DOCUMENT EXCERPT -
>> Start

SMUUUUUV 01-30-2012 10:06 PM

Not sure if you can buy that mesh separately.

Deox 01-31-2012 12:17 AM

i had an office chair that needed to be reupholstered so i bought a few yards of what appears to be the same mesh at the local office chair store. it might be worth trying if you cant find anything else. the material i bought was $18 a square yard, so its a relatively cheap fix if it works.

best of luck and tell us what you do / if you find something that works.

NorthJersey 3er 01-31-2012 11:36 AM

Not a bad idea^ Don't know if the mesh makes THAT big of a difference. I guess I would assume it does, but hell its cheaper to try it than buying a new windscreen. If you do tackle the project take some diy pics.

E46DrEaMeR 01-31-2012 06:03 PM

2 Attachment(s)
i made one for a previous car of mine and used a black moskito net from a camping shop......it did the job and it looked really cool, i was asked many a time where i got it :thumbup:
the second pic is the frame without the mesh

three30cic 01-31-2012 09:37 PM

How is the existing mesh held into the screen? If you get new mesh, do you have a plan on how to attach it?

jfoj 02-05-2012 08:56 PM

E46DrEaMeR, gotta love the dishwasher sticker!!

Great ideas on changing the mesh.

I also think there are some ebay guys that repair the BMW rear window shades for the 5 & 7 series cars. Not sure if this is similar material and how much??

>> End

RAW RECORDS -
>> Start

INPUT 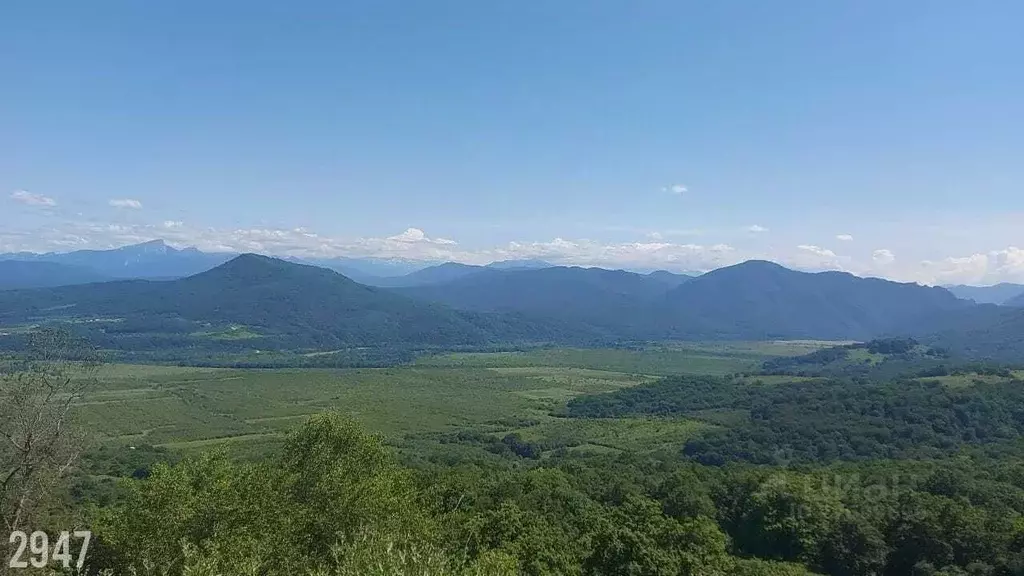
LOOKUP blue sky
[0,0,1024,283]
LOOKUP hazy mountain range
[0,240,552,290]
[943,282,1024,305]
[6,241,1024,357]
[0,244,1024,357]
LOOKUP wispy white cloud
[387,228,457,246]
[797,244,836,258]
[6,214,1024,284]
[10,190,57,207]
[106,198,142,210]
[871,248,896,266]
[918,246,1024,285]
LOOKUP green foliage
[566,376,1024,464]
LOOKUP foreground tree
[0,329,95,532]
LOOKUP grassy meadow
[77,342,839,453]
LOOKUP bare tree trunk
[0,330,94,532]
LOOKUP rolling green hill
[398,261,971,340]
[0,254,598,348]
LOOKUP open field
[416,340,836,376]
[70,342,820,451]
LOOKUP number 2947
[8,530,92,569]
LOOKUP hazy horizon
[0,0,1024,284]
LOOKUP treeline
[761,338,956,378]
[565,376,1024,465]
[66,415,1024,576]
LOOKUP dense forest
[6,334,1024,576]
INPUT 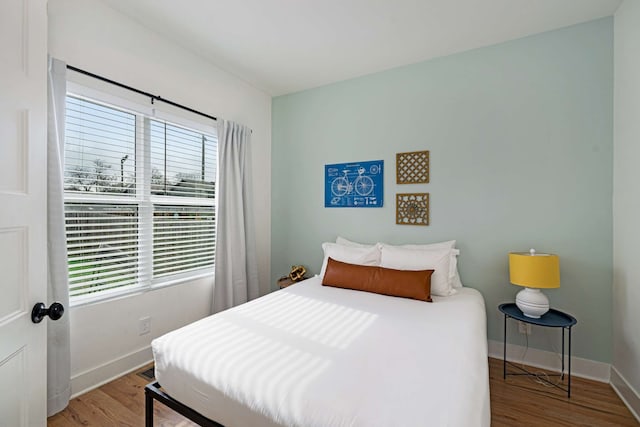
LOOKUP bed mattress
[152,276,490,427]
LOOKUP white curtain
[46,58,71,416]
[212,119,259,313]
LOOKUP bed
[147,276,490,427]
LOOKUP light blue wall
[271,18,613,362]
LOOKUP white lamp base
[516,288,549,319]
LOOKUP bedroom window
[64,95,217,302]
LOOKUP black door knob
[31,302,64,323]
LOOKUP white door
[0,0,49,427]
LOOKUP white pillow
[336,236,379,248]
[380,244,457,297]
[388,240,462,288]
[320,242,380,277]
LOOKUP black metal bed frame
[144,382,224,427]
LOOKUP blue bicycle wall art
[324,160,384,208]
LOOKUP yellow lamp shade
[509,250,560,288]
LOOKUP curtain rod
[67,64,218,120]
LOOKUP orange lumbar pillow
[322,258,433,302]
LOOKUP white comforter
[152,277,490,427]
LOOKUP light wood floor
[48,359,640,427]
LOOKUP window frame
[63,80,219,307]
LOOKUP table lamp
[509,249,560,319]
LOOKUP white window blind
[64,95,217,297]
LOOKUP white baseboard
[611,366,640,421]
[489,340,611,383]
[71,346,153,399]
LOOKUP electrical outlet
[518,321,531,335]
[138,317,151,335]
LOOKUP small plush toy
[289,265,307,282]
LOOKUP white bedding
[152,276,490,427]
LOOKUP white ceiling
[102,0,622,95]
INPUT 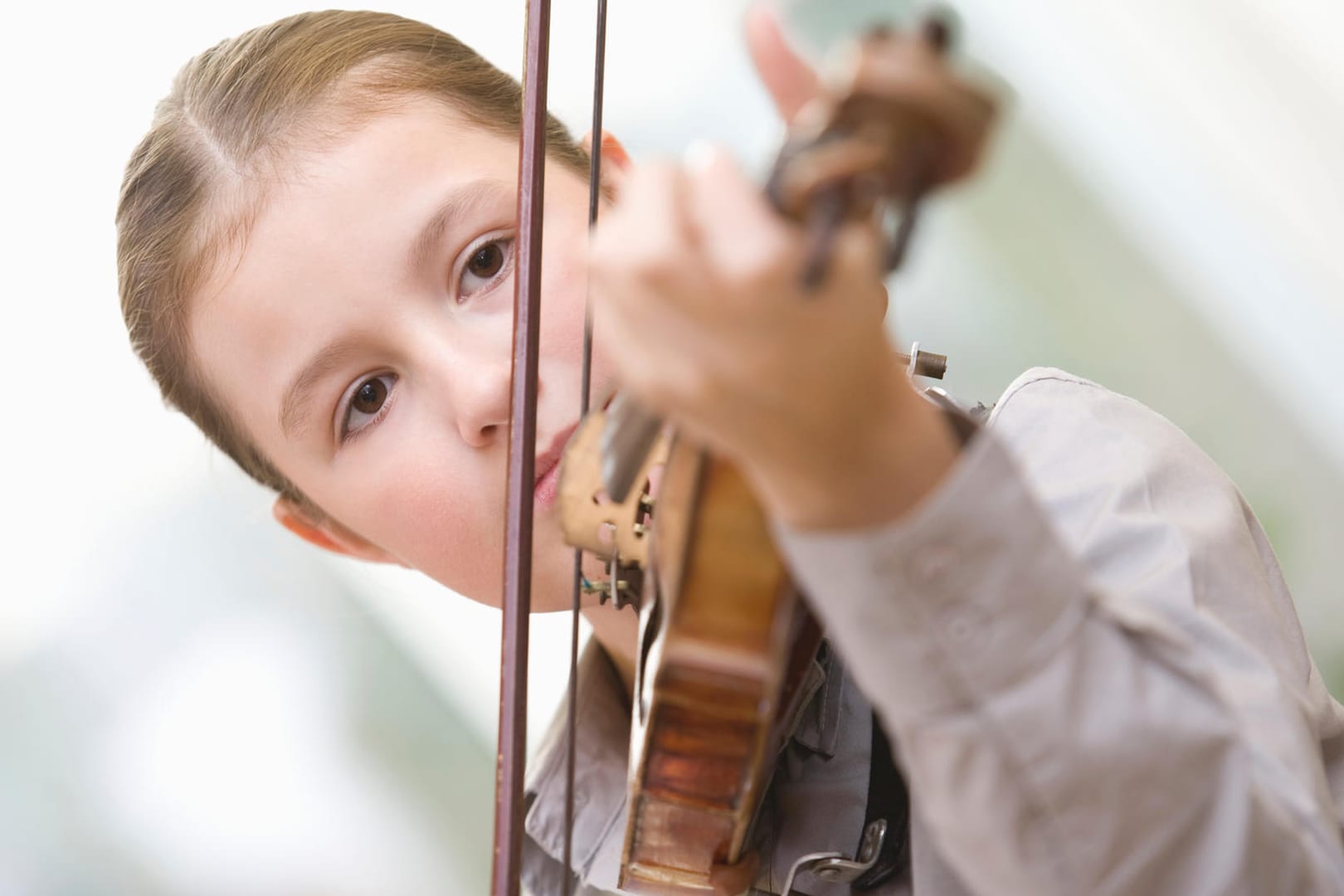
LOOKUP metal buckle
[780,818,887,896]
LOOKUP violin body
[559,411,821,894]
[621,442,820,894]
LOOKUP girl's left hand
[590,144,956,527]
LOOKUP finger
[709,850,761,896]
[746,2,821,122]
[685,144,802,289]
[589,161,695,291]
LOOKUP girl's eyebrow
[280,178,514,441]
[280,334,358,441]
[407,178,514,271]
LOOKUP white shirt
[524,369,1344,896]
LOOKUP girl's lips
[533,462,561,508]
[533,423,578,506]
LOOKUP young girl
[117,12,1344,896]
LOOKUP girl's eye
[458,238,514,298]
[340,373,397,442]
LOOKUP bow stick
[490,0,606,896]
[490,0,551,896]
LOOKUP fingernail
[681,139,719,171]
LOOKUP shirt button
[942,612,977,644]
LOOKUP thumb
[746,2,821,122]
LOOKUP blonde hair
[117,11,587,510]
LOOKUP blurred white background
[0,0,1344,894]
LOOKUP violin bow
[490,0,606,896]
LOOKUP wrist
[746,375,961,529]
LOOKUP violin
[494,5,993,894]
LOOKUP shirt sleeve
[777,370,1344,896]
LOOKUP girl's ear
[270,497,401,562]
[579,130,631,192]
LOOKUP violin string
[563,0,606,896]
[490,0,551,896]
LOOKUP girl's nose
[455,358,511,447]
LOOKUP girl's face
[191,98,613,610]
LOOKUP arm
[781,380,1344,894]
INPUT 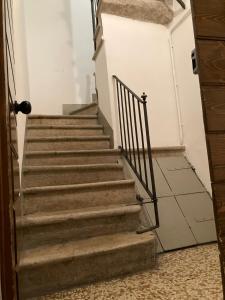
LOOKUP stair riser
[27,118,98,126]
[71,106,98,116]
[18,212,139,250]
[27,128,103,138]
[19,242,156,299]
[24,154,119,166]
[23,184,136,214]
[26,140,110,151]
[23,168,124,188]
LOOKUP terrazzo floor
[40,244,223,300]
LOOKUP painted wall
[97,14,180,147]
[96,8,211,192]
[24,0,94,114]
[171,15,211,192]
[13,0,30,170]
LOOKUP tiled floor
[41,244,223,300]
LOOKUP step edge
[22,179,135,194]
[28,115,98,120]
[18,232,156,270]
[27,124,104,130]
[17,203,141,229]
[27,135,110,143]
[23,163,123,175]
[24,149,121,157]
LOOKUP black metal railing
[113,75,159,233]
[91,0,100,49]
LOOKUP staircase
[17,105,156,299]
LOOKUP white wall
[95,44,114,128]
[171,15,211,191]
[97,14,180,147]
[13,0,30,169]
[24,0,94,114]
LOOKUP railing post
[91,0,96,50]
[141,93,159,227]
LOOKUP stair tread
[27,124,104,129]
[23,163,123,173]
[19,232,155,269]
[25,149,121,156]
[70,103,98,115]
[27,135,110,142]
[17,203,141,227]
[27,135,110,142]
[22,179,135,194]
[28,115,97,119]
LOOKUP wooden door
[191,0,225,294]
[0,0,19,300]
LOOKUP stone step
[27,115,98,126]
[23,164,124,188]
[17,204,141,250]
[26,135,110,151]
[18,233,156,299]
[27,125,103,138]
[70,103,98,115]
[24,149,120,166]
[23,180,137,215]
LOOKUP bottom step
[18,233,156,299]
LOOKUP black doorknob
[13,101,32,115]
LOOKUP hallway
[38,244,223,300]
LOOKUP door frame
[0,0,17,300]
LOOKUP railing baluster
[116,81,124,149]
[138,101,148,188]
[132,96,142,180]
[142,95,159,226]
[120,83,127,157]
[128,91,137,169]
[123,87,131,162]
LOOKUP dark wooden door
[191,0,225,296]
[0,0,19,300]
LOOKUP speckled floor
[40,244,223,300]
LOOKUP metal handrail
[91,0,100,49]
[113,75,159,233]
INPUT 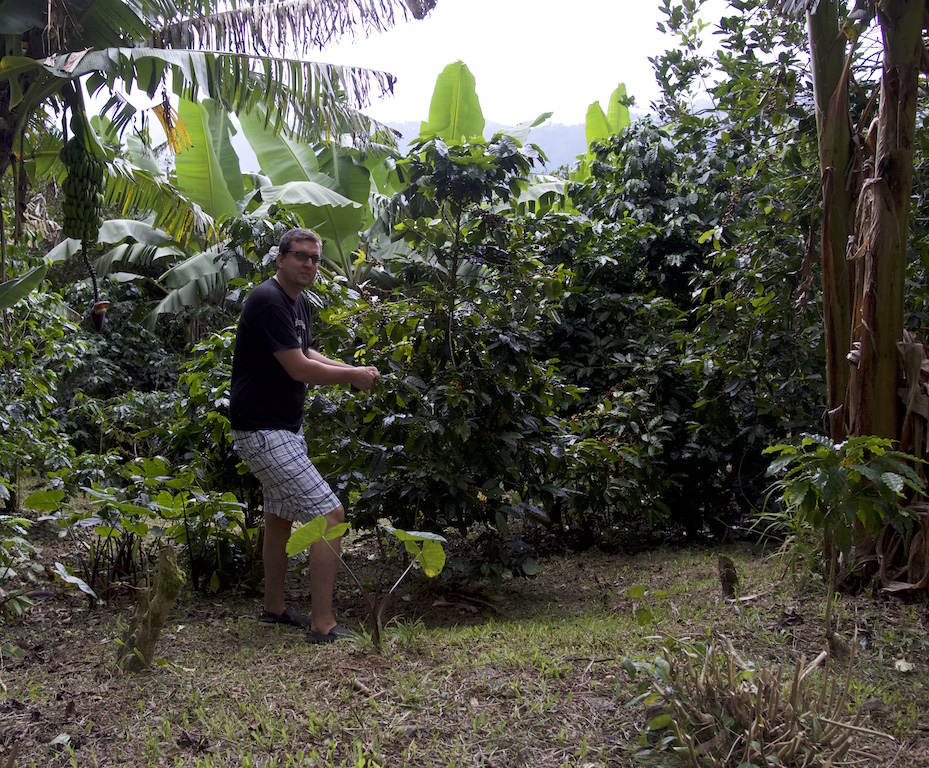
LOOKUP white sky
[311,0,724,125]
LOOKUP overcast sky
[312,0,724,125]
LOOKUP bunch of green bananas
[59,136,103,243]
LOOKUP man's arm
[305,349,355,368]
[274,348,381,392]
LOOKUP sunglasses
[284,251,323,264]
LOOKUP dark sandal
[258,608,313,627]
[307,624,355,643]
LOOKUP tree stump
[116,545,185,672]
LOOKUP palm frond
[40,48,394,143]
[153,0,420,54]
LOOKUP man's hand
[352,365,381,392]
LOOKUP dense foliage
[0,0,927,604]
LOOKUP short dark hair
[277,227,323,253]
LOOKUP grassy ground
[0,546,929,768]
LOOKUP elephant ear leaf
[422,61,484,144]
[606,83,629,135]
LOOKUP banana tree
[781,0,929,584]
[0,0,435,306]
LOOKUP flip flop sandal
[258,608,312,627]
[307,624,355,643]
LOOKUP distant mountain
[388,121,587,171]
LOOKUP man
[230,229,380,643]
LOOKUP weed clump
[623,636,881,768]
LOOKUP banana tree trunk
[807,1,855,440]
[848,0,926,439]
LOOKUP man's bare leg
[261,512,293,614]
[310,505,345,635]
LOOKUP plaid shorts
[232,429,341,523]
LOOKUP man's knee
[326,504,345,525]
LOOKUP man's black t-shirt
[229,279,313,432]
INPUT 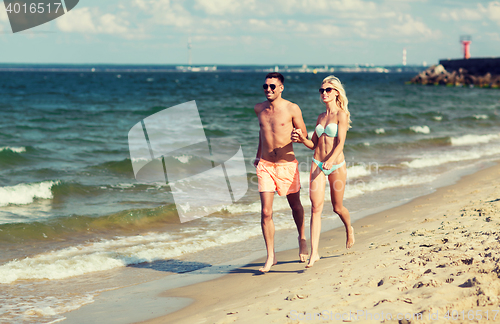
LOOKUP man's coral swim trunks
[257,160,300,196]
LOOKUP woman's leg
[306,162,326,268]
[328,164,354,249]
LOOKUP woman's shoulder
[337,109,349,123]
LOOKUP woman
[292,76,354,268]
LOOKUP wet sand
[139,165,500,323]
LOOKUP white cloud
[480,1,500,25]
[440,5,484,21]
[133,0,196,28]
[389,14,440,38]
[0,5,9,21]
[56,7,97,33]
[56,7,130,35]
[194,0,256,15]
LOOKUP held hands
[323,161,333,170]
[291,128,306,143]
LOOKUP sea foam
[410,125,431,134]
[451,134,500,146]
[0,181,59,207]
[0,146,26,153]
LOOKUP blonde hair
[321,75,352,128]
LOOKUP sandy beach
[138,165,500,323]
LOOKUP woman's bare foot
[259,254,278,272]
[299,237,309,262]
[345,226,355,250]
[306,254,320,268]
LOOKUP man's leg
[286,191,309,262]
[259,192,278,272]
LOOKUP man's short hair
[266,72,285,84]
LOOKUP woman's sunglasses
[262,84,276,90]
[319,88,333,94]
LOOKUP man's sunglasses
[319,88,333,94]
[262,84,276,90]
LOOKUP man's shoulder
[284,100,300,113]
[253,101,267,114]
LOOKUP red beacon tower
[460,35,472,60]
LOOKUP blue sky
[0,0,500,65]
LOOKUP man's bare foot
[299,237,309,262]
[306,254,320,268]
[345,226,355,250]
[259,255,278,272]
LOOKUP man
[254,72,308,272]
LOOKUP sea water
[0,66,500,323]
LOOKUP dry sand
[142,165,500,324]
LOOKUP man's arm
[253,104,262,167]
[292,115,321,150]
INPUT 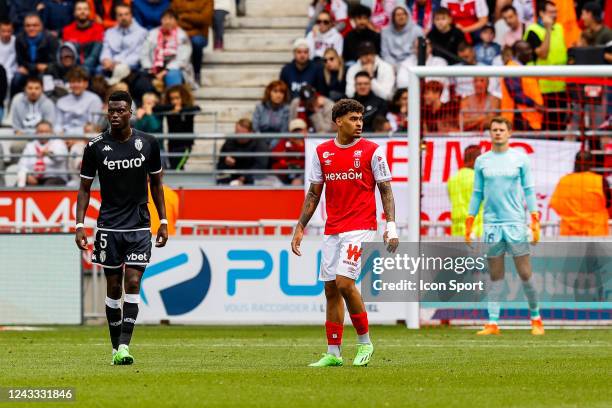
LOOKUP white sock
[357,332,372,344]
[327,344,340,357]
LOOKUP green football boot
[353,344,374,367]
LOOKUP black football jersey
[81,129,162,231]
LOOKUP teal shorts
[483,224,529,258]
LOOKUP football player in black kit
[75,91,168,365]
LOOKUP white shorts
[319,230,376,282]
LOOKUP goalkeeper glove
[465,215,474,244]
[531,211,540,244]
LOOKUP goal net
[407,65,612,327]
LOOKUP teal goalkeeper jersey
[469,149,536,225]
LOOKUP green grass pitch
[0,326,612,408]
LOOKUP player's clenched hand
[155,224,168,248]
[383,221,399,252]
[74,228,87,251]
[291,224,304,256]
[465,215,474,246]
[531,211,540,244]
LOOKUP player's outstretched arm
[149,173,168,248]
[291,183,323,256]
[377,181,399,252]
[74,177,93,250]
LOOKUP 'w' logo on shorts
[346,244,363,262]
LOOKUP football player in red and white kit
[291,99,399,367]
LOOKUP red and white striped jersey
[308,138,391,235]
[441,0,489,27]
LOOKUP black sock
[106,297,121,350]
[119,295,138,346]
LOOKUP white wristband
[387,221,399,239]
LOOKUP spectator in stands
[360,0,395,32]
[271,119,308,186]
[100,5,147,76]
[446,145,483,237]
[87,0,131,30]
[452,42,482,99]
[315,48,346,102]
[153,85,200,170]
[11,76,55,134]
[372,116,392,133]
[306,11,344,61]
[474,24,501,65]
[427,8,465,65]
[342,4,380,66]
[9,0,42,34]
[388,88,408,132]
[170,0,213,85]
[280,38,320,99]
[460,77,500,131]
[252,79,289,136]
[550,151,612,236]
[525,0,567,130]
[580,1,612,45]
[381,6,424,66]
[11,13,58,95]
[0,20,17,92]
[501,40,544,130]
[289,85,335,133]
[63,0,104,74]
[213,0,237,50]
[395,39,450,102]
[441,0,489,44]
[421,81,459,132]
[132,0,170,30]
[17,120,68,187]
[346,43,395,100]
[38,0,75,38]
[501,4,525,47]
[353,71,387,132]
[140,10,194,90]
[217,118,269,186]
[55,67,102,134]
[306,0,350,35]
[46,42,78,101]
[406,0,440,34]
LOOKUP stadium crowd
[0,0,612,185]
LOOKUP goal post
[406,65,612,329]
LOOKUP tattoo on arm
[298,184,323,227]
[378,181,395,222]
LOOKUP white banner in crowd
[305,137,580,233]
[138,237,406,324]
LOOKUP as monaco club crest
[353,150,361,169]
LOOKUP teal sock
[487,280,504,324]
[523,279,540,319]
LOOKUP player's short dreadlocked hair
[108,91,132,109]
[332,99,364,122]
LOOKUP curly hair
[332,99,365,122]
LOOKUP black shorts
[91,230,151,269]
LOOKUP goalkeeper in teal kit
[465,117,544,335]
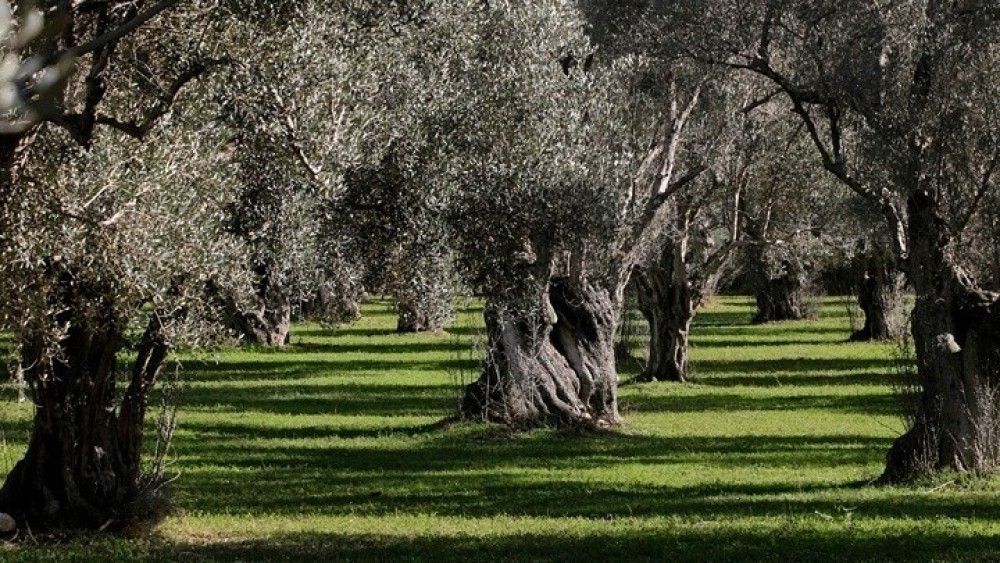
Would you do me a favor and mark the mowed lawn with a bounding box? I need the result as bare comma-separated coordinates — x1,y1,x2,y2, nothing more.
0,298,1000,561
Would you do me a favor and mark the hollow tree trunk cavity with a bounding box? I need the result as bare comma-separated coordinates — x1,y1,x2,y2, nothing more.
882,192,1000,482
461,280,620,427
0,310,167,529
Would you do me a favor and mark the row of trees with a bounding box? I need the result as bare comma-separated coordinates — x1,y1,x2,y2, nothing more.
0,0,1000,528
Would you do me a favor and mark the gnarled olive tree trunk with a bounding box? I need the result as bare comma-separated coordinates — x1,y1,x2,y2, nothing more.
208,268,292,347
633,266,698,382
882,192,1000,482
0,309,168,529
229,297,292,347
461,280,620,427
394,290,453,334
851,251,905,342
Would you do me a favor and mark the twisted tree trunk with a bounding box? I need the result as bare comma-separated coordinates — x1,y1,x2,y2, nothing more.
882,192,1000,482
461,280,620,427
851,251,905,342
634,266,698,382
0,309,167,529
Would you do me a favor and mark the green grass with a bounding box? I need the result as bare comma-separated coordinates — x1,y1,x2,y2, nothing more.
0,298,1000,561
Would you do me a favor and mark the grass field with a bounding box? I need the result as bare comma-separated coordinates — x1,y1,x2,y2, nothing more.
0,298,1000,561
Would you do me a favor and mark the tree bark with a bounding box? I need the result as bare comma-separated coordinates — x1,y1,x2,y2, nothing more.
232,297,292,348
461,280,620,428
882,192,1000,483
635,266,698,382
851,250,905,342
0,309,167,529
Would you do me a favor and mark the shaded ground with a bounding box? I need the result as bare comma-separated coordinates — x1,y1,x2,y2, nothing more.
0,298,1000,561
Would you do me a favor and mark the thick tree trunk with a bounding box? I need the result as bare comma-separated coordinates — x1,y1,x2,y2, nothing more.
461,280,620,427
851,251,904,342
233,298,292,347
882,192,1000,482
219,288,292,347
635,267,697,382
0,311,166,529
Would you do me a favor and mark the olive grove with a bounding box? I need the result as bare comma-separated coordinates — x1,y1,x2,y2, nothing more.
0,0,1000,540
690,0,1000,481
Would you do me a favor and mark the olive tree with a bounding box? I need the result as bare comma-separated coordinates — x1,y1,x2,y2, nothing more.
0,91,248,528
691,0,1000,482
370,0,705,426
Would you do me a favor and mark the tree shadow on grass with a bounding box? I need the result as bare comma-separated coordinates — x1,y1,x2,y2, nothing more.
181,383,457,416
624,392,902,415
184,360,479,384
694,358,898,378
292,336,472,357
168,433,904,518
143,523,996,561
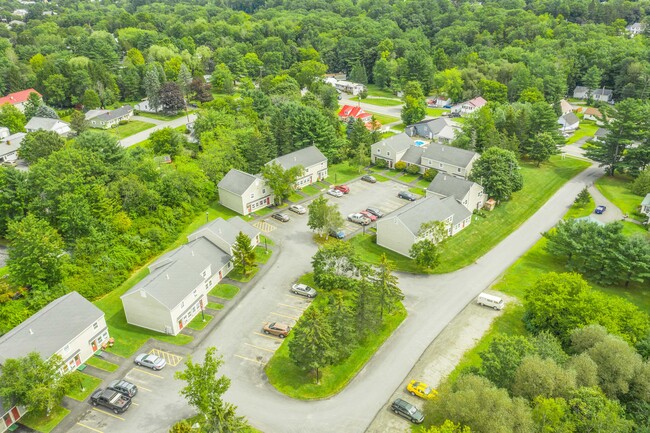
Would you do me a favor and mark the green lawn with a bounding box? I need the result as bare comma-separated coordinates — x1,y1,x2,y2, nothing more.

>> End

EXERCISE TASKS -
1. In the forum thread about replacing windscreen mesh, what did the office chair material cost per square yard?
2. Add the next few posts to the forum thread about replacing windscreen mesh, picking up after its last line.

THE ANSWERS -
1. $18 a square yard.

2.
E46DrEaMeR 02-06-2012 05:03 PM


Originally Posted by jfoj (Post 14055302)
e46dreamer, gotta love the dishwasher sticker!


fmzip 12-08-2012 09:42 PM

I am going to figure this out once and for all!

I have a 128i windscreen that I am going to dissect! Could be a costly project, wish me luck!

fmzip 12-13-2012 03:41 PM

1 Attachment(s)
So I replaced the mesh! :clap::clap::clap:

Step one:

For ease of assembly take the two halves of the windscreen apart. It will make it much easier to handle while reinstalling the new mesh later on. If you can't figure this part out, skip this project all together ;) Next, starting at one corner of the windscreen, pry out the rubber stripping carefully with a small screwdriver. It's a bit difficult to grab it with your fingers at first, but once you have it started it pulls right out!

Step two:

The fabric......I spent countless hours searching for fabric. The choices are endless once you have an idea of the keywords to look for. If you want to choose your own, you can get a sample pack here: http://www.seattlefabrics.com/mesh.html. Unfortunately it will cost you $20, $15 in shipping for $4 worth of fabric samples. Whatever you choose, make sure the mesh is not stretchable and UV resistant.

What I ended up using was a much smaller mesh. It cost me $8.81 from Amazon and is enough to do both top and bottom of the windscreen. It's No-See-Um netting by Equinox. The mesh has a slight sheen and is not flat in color like the factory one. I actually like it better.


Step three:

If you ever replaced a window screen at your house, this works the exact same way. You really can't screw this up. The only thing that can go wrong is ending up with wrinkles in your windscreen which can be fixed be redoing what you've just done as described below.....

With the help of a partner, lay the mesh over the windscreen. Don't worry about the wrinkles in the fabric, you will be able to pull it tight so they won't be noticed.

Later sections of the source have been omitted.